Excerpted passage

LiberaGPT: Technical Architecture for Bounded, Accountable AI on iPhone

Stephen J. Pereira

March 2026

DOI: 10.5281/zenodo.19232610

A Local-First Cognitive Interface for iPhone iOS (iPhone 17 Pro Architecture)

Abstract

Modern iPhones ship with serious compute capabilities. The iPhone 17 Pro runs the A19 Pro chip with a 16-core Neural Engine, and Apple provides an on-device foundation model through the Foundation Models framework. Core ML handles compression and stateful execution for local deployment.

LiberaGPT implements a layered runtime: compact on-device language models and thermal-aware computation routing. The app monitors thermal state and memory pressure in real time and adapts inference accordingly in the background. Generation streams token by token with cooperative cancellation at every boundary. Nothing leaves the device.

Review of Abstract:
Verified claims: The hardware description of the iPhone 17 Pro and Apple's A19 Pro chipset, the availability of native Core ML support for on-device generative deployment are all directly grounded in Apple documentation. The statements about transformer foundations and low-precision inference are likewise grounded in primary technical sources. The described capabilities reflect the implemented codebase as of the launch of iOS26 in late 2025.

Design thesis: The claim that LiberaGPT defines a new category of personal reasoning surface is not only a design position, but is an engineering conclusion drawn from the constraints and affordances of current handset hardware, not as a market prediction.

Advanced Coding on iPhone

Watch Nvidia's AceInstruct, a light-weight 1.5 billion parameter language model, generate a simple HTML/CSS website from a single conversational prompt. No server calls. No network dependency. The entire generation happens locally on the iPhone 17 Pro's A19 Pro chip, streaming tokens in real time as the Neural Engine processes the request.

The model constructs semantic HTML markup and responsive CSS layouts while the app monitors device thermals, adjusting inference speed to prevent throttling. What you're seeing is the intersection of language understanding, code generation, and thermal-aware computation running entirely within the constraints of a handheld device. The output is immediate, private, consistent and without ever leaving the device's local memory.

Model: Nvidia AceInstruct (1.5B parameters, 4 bit quantization)

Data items
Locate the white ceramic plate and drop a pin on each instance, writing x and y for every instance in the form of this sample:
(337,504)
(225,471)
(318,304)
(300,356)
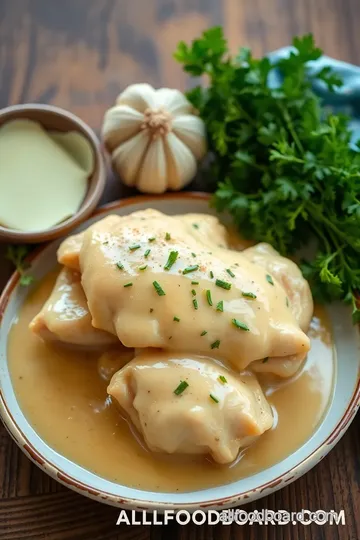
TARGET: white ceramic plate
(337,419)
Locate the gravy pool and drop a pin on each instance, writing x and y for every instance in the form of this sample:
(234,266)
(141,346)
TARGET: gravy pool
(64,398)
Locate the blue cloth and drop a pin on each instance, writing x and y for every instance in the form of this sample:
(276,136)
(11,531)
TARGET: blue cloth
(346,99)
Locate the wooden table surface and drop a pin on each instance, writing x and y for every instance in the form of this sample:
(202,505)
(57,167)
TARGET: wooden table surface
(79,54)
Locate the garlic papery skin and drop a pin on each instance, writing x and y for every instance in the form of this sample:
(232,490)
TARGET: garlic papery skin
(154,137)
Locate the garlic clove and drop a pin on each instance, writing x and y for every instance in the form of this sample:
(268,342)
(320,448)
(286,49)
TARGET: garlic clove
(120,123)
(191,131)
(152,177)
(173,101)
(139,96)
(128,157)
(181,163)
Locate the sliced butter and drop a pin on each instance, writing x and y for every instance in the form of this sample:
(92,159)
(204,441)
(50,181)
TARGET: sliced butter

Directions
Can you echo the passage from the LiberaGPT article exactly, beginning at the words "Stephen J. Pereira" and stopping after "for local deployment."?

Response area
Stephen J. Pereira

March 2026

DOI: 10.5281/zenodo.19232610

A Local-First Cognitive Interface for iPhone iOS (iPhone 17 Pro Architecture)

Abstract

Modern iPhones ship with serious compute capabilities. The iPhone 17 Pro runs the A19 Pro chip with a 16-core Neural Engine, and Apple provides an on-device foundation model through the Foundation Models framework. Core ML handles compression and stateful execution for local deployment.